Written exercise 1
In the comment thread on jury bias in patent cases, whom are juries said to be more likely to favor?
Written exercise 2
Extend the comment thread on jury bias in patent trials with the next reply, picking up after its final line.

Text provided
* start *

Mike (profile) says:

Re: Jury Bias

Mike, the data doesn’t precisely back up your assertion about jury bias. Juries are more likely to favor whoever files suit first – the patentee in an infringement action, the alleged infringer in a declaratory judgment action.

Interesting! I didn’t know that, but that’s very useful information. Makes sense, too… though, again sorta raises questions about the usefulness in general of a jury trial.

Thanks!

Anonymous Coward says:

Re: Re:

What are you talking about? Regardless of the type of trial experts are often called forward to testify as to various aspects of the case. Murder trials call forward forensics experts (both for the prosecution and for the defense) to explain what evidence means. Flip your comment around. We have people on trial for the lives and experts to support the system, so why would we think patent trials would be any different.

You really need to get a real world perspective on what is actually practiced.

Willton says:

Re: Re: Re:

What are you talking about? Regardless of the type of trial experts are often called forward to testify as to various aspects of the case. Murder trials call forward forensics experts (both for the prosecution and for the defense) to explain what evidence means. Flip your comment around. We have people on trial for the lives and experts to support the system, so why would we think patent trials would be any different.

We may have expert witnesses in each case, but we certainly do not have expert jurors in each case. It will be a rare day when you will find a forensics expert on the jury for a murder trial.

Mike (profile) says:

Re: Re:

So we need experts on juries for patent trials? Have you lost all perspective?

We have people on trial for their lives and the jury system is fine but for patents, we need experts?

You guys really need to get a real world perspective on what is important and what isn’t.

Reading comprehension time: I said the idea was impractical, but raised interesting questions. And you freak out about how impractical it is.

Yeah, great. Have another point?

* end *

Collected material
* start *

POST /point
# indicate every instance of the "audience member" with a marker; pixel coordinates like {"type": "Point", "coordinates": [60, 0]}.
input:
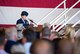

* end *

Written answer 1
Whoever files suit first: the patentee in an infringement action, or the alleged infringer in a declaratory judgment action.

Written answer 2
Bettawrekonize (profile) says:

Think of it this way. If you have a jury of 12 and 7 out of the twelve believe that an idea is novel, that means that 5/12 of those believe that the idea is not new and novel. Well, these juries are supposed to represent the general population. That’s amounts to (slightly over) 40 percent of the general population believing that the idea is not new, novel, and innovative. If 40 percent of the population believe that an idea is obvious enough to not deserve a patent then it’s probably not deserving of a patent (if 40 percent of the population think that they can come up with the same idea (solution to a problem if they come across that problem) or an equivalent one then it can reasonably be considered an obvious one). Based on this reasoning we can conclude that a higher percentage of the population is required to believe that an idea is innovative enough for a patent for us to reasonably consider it innovative. So we should tweak the numbers accordingly. Perhaps a 2/3 majority or a 3/4 majority upholding the patent should be required.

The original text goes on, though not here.